-- Start of Supplied data --

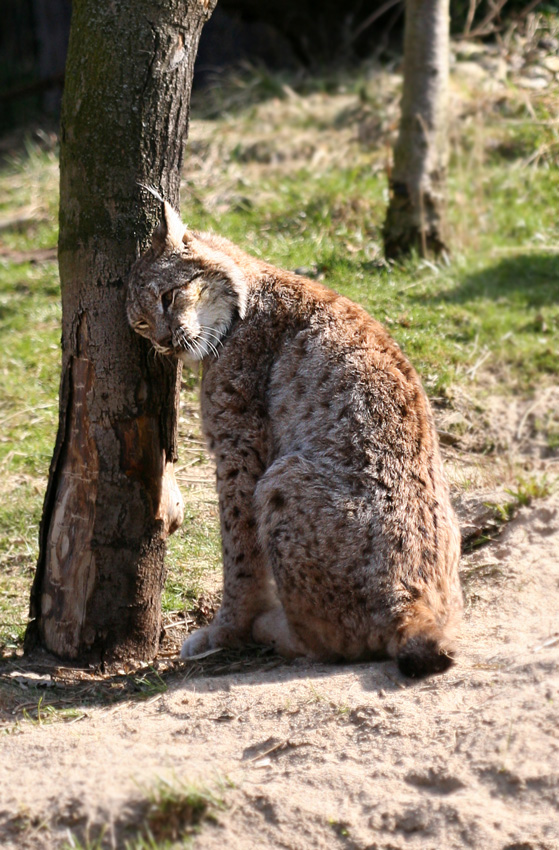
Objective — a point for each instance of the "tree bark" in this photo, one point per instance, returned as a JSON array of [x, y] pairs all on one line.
[[112, 499], [416, 213]]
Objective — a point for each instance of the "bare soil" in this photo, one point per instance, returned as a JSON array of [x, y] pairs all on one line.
[[307, 755]]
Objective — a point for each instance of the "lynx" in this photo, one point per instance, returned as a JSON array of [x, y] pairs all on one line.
[[339, 541]]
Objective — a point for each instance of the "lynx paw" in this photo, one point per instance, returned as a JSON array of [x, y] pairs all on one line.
[[198, 642], [214, 636]]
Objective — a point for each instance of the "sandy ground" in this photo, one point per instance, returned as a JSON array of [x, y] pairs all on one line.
[[314, 756]]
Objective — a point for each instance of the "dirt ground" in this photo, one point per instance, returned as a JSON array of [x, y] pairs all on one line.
[[312, 756]]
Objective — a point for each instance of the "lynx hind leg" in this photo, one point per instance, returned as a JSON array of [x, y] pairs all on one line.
[[272, 629], [303, 531]]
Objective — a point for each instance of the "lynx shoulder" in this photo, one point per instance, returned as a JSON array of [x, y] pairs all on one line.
[[339, 540]]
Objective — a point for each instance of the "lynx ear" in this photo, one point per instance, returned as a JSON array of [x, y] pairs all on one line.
[[169, 234]]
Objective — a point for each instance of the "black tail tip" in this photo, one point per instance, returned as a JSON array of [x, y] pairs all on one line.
[[422, 656]]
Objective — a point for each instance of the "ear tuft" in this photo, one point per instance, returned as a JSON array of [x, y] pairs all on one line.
[[168, 235]]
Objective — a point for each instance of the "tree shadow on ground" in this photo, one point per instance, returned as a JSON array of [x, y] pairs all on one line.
[[529, 279], [41, 689]]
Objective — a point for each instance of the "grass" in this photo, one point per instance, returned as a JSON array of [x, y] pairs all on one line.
[[295, 171], [168, 816]]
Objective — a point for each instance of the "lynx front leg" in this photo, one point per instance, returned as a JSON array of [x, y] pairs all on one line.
[[248, 588]]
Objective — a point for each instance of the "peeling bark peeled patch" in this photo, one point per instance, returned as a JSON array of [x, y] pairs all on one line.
[[417, 209], [112, 498]]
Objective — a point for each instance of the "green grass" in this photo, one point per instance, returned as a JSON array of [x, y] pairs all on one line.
[[258, 174]]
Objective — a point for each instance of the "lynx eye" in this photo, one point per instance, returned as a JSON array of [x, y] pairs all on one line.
[[168, 298]]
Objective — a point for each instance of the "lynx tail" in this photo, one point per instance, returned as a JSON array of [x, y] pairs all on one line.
[[424, 647]]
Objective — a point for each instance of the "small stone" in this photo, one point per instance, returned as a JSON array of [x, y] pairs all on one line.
[[532, 83], [551, 63]]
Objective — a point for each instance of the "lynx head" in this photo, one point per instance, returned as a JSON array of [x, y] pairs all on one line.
[[183, 294]]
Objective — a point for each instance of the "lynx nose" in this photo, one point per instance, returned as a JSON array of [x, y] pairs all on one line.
[[165, 341]]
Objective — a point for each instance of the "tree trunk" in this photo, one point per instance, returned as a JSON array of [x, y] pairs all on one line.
[[112, 499], [416, 212]]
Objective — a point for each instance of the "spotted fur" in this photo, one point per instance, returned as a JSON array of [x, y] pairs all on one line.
[[339, 540]]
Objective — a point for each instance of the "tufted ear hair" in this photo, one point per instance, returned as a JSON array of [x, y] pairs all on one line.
[[168, 235]]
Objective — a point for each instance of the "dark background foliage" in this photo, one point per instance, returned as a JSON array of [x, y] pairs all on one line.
[[305, 34]]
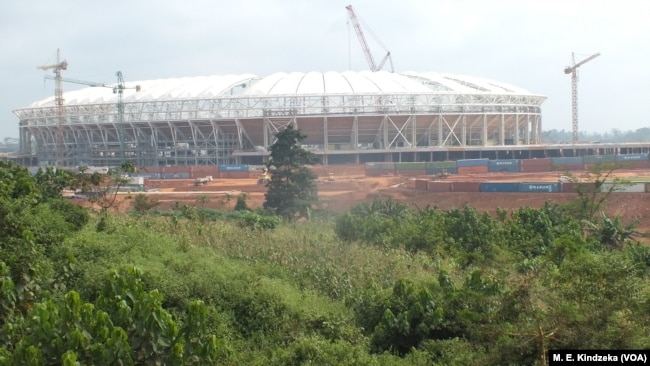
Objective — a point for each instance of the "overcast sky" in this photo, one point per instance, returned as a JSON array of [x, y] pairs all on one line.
[[527, 43]]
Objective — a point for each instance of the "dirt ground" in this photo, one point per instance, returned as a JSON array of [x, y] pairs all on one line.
[[350, 186]]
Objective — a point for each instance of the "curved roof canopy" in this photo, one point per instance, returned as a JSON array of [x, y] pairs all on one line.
[[290, 84]]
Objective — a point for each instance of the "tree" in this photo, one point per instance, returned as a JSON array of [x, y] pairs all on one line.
[[292, 188]]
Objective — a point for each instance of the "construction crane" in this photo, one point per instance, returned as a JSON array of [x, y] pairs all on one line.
[[58, 99], [117, 89], [573, 70], [364, 45]]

-- End of Supplied data --

**Your task**
Word for word, quote the lines above. Omit the pictures.

**Finished exercise**
Objective — a point for each instance of the "tree bark" in this photo, one point per instance, returned as a JSON array of [x, y] pairs all on one line.
[[112, 499], [416, 213]]
Objective — a point for each instance of the "bare soil" in this photo, one point per instance, returned as a JSON array of [x, y] pairs all on one line.
[[307, 755]]
Objective — a point for each instance of the "lynx" in this photo, one point per instance, returned as a JSON array of [x, y] pairs all on one line.
[[339, 541]]
Objective — a point for each instance of the "lynx paw" in this photo, one point per instance, returned as a JSON array of [x, y] pairs all on one line.
[[198, 642], [214, 636]]
Objective — a point for each instance of the "sandy ground" in this photo, one point per instance, returned as a JSON array of [x, y] pairs all on one line.
[[314, 756]]
Objective — a point for each instance of the "dirt ground" in this photo, one point per instance, returned as a JSON array of [x, y] pairs all on one line.
[[312, 756]]
Objective — a point for each instance of the "lynx hind leg" in this photo, one point per instance, returned as a JSON array of [x, y] pairs all on one line.
[[272, 629], [303, 531]]
Objective — a point for each instance of the "lynx shoulder" in this photo, one point per instance, returned as a JSON array of [x, y] pairs all on one line.
[[339, 540]]
Objective — a point for each instance of the "lynx ear" in this photo, one point per instance, returned as a JSON array of [x, y] pairs all on one line.
[[169, 234]]
Objective — a point for each instance of the "black tail tip" in this photo, one point per instance, returned as a JSON array of [x, y] pairs all on one line.
[[422, 656]]
Objective — a point for each instance of the "ear tuft" in this photo, one point per instance, returned as a JSON array of [x, y] pairs all on one line.
[[168, 235]]
Objective — a point for each instance of the "tree shadow on ground" in this photo, one point per instance, returned as a JSON array of [x, y] pairs all on one line.
[[529, 279], [41, 689]]
Objective — a point for each instance of the "grass" in this photo, one point per instance, returned as a JSON array of [x, y] pairs all on one line.
[[295, 171], [168, 816]]
Objective — a point for each instance of the "lynx front leg" in this photo, one point per instance, returned as a JSON array of [x, y] pairs all on one line.
[[248, 588]]
Objective — a point for each instance of the "peeling bark peeled patch" in this photo, one point per instance, returned as a JSON array of [x, y] pairs all on one line.
[[417, 209], [112, 498]]
Objective — a point for each instance of the "green grass" in this photo, one point per instance, returned as a JSON array of [x, y] pairs all on one line.
[[258, 174]]
Objective — a point for each instance of the "lynx eye" in this photo, one point per instance, returned as a JSON array of [x, y] pairs all on one line.
[[168, 298]]
Objective — a point for each instance of the "lynx tail" in this photo, one point per instance, returned as a JSON array of [x, y] pairs all on one line.
[[424, 647]]
Objective — a point for each instance of the "small stone" in this photo, one point per instance, returned as a JSON array of [x, y] pairs all on one line.
[[532, 83], [551, 63]]
Objective — a point for each instance of the "lynx head" in this photo, one point per instance, returned as a JSON array of [x, y] pairs all on one line.
[[183, 294]]
Objective — a point for each instance of the "lynx nose" in this photo, one point per instance, returned as a JSON array of [x, y] pairs all on one line.
[[165, 341]]
Objective — a point for each instance of the "tree trunk" in this photo, one point per instance, returned as a JSON array of [x, y] pairs all on one line.
[[112, 499], [416, 212]]
Objective — a point for each instance of the "spotted fur" in this photo, one point per instance, returned as a JSON array of [x, y] pairs all on one line.
[[339, 540]]
Objective — a point for each instance of the "tufted ear hair" in this photo, one point per instance, returned as a JSON array of [x, y] pairs all on one line.
[[168, 235]]
Objective — a point for each instance of the "dark background foliage" in this photo, one point per instance, returned as a JSON array of [x, y] pairs all on one line.
[[305, 34]]
Objective — a point for each instance of the "overcast sky" in this photo, one point per instance, returned as a JSON array of [x, y] pairs all on one line.
[[527, 43]]
Objective — a point for each instance of the "dirt ground" in this photo, one point per instance, returned as a JSON array of [x, y] pairs all on one line.
[[350, 186]]
Objective — a point for each instance of the "curved roof canopy" in this photo, one point per instance, returned as a JSON array of [x, y] pairs all on one line.
[[290, 84]]
Objective — a point for each instance of the "tree" in this photo, one point per instance, returned as a JSON array of [x, y] pairs all on one line.
[[292, 188]]
Objective — a point for each instance of the "construction crane" in this photo, one point per instance, returned as a JSON array of [x, y] pairs all on one line.
[[58, 99], [117, 89], [573, 70], [364, 45]]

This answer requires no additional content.